Directions for this task. Reproduce each of the following records verbatim, line by line.

(Records of points for named objects)
********

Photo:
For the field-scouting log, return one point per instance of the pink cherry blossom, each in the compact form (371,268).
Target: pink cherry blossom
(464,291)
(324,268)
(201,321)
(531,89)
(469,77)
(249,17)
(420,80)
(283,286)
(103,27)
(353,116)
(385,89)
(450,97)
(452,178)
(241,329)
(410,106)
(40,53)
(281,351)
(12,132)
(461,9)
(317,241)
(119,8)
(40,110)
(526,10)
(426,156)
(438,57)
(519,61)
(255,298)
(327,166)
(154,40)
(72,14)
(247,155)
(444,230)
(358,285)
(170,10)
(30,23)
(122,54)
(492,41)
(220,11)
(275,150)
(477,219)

********

Response for this exercise.
Photo:
For the field-scouting log, return one point per instance of the pink cherry blossom, each in the compact form (371,268).
Target: pink cherry blossom
(464,291)
(324,268)
(201,321)
(531,89)
(469,77)
(249,17)
(420,80)
(283,286)
(103,27)
(353,116)
(385,89)
(450,97)
(452,178)
(241,329)
(410,106)
(40,53)
(281,351)
(12,132)
(461,9)
(317,241)
(119,8)
(40,110)
(526,10)
(426,156)
(438,57)
(519,61)
(255,298)
(327,166)
(154,40)
(72,14)
(247,155)
(444,230)
(358,285)
(170,10)
(30,23)
(122,54)
(492,41)
(220,11)
(275,150)
(477,219)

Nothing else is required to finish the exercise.